* **Cosa farai**
Nel brano su Andrea Carpenzano, con quale soprannome lo chiamano i suoi amici?

* **Brano del documento**
Un ragazzo comune che desidera solo non smettere mai di annoiarsi: così potrebbe essere definito Andrea Carpenzano, uno degli attori più promettenti del panorama cinematografico italiano. La sua è una vita sull’onda degli eventi, che lo ha condotto a cimentarsi in lungometraggi, cortometraggi e serie televisive.

Carpa – così lo chiamano i suoi amici – ha infatti esordito sul grande schermo appena ventenne, conquistando il favore della critica grazie a Tutto quello che vuoi, commedia agrodolce dove vestiva i panni di un giovane turbolento ma di buon cuore. Reduce dall’esperienza televisiva di Immaturi – La serie, la consacrazione è arrivata con La terra dell’abbastanza, un intenso dramma ambientato nella periferia romana: il suo Manolo, proprio come Alessandro nel lungometraggio precedente, ha affascinato grazie alla sensibilità che traspare anche nelle parole del suo interprete.

Nonostante una carriera nel mondo del cinema pronta a spiccare il volo, Andrea sembra non aver perso l’umiltà, tanto che è difficile per lui definirsi un attore: «Non rifiuto questa etichetta perché la giudico negativamente, anzi, amo molto quello che faccio e sono immensamente grato a chiunque creda in me. Tuttavia non riesco ancora a giudicarmi un vero attore. Quando me lo chiedono, dico sempre di lavorare nel cinema, ma anche questo mi sembra incredibile».

Davvero così poca autostima, Andrea?

Forse esagero un po’, ma credo che proprio questo mi abbia permesso di essere come sono oggi. I film a cui ho preso parte sono figli del mio modo di essere: sono sicuro che, se avessi avuto troppa stima in me stesso, non sarei riuscito a interpretare Manolo e Alessandro allo stesso modo. Anche nella vita di tutti i giorni non faccio altro che affrontare una giornata alla volta: non ho mai sentito la necessità di avere successo a tutti i costi e non mi metto in competizione con chi mi circonda. Sono convinto che questa assenza di aspettative sia fondamentale al giorno d’oggi, è una realtà difficile e solo un’incertezza consapevole può aiutare la mia generazione ad affrontarla.

(Estratti di un dataset di etichettatura a punti)
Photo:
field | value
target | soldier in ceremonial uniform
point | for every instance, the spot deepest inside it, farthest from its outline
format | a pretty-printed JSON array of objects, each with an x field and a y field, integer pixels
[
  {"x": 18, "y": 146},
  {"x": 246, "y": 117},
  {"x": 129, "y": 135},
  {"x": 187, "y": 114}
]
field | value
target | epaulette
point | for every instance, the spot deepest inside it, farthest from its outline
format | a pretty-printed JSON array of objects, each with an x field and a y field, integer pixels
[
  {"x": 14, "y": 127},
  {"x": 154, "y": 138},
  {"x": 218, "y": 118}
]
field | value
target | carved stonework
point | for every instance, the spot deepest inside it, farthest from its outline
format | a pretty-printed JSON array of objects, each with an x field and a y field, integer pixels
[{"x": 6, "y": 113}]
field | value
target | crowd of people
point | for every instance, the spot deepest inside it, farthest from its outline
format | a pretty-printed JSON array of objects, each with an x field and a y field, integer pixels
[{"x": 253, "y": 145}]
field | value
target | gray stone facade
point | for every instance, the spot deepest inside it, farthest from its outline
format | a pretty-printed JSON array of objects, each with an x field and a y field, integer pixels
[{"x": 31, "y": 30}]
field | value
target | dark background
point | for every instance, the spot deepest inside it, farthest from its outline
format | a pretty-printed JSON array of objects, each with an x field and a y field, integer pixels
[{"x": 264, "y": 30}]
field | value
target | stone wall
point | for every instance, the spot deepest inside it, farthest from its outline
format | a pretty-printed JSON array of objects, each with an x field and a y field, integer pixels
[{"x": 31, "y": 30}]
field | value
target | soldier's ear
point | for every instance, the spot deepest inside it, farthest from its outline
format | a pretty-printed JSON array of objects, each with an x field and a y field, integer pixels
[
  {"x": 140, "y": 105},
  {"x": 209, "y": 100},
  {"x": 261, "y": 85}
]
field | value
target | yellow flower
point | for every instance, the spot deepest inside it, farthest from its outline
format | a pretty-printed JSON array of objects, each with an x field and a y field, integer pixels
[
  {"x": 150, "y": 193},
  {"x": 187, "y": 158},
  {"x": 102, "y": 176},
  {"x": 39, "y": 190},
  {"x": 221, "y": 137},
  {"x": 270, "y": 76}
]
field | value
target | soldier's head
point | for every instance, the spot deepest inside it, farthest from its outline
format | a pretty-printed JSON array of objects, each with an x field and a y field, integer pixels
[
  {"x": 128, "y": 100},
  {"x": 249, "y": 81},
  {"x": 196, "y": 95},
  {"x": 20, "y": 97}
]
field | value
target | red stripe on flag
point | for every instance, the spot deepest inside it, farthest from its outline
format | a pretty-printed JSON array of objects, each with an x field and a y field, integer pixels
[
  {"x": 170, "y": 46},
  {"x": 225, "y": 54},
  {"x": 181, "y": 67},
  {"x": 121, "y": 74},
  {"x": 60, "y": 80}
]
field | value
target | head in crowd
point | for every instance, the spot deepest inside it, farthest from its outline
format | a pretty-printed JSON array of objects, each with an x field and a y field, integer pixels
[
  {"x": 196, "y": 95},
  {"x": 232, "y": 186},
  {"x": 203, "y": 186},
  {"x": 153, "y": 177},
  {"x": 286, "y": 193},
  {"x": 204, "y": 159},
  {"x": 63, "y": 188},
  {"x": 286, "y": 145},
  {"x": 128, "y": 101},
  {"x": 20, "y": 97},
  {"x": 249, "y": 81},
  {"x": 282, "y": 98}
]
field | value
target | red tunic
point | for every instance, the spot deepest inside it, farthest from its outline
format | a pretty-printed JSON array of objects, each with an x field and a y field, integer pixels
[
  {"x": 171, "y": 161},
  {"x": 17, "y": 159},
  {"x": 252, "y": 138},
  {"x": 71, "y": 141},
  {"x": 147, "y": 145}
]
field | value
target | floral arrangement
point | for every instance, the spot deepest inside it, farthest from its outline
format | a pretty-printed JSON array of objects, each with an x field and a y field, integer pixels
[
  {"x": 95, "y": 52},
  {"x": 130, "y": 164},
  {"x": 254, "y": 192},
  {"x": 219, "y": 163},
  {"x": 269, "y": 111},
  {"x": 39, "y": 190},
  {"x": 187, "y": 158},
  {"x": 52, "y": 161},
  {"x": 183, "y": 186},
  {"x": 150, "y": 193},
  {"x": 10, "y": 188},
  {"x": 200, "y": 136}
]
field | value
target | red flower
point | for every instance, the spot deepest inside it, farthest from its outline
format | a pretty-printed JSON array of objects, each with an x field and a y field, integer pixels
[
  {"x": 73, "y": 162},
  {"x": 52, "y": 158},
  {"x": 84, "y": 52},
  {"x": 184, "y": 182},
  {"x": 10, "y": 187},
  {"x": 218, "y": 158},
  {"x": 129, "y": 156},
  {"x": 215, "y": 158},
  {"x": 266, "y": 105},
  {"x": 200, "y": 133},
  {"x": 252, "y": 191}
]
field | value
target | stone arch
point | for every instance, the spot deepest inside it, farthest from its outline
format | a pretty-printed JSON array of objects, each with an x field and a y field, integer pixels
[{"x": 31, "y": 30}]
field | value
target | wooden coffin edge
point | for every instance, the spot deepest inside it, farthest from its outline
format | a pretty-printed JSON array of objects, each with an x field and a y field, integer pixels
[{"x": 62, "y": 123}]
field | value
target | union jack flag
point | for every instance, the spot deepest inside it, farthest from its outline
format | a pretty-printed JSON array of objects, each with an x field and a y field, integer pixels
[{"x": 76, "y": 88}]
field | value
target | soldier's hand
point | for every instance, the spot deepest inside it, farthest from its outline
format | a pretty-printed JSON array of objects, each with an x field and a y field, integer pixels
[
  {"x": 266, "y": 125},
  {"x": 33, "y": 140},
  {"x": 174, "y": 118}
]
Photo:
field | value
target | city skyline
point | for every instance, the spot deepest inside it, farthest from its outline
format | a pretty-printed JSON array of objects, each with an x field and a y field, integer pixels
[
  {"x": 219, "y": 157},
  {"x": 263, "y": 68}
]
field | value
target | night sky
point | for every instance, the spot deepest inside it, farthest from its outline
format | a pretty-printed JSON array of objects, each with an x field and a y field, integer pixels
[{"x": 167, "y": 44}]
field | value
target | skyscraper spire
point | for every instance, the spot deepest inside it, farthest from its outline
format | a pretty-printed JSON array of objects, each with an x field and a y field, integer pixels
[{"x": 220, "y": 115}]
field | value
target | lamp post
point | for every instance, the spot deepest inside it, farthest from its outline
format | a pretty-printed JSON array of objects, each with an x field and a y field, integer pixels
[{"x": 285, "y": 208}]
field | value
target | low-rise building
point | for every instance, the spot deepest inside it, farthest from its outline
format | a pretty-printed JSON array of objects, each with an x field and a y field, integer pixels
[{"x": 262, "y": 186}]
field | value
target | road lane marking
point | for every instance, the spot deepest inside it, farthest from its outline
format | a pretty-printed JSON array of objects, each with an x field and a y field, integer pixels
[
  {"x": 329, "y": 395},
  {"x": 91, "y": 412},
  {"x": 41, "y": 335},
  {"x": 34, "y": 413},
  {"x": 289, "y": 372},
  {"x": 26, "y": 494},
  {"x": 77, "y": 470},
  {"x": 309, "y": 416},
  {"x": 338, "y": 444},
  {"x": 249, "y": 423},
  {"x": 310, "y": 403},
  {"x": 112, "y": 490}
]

* **Risposta completa**
Carpa.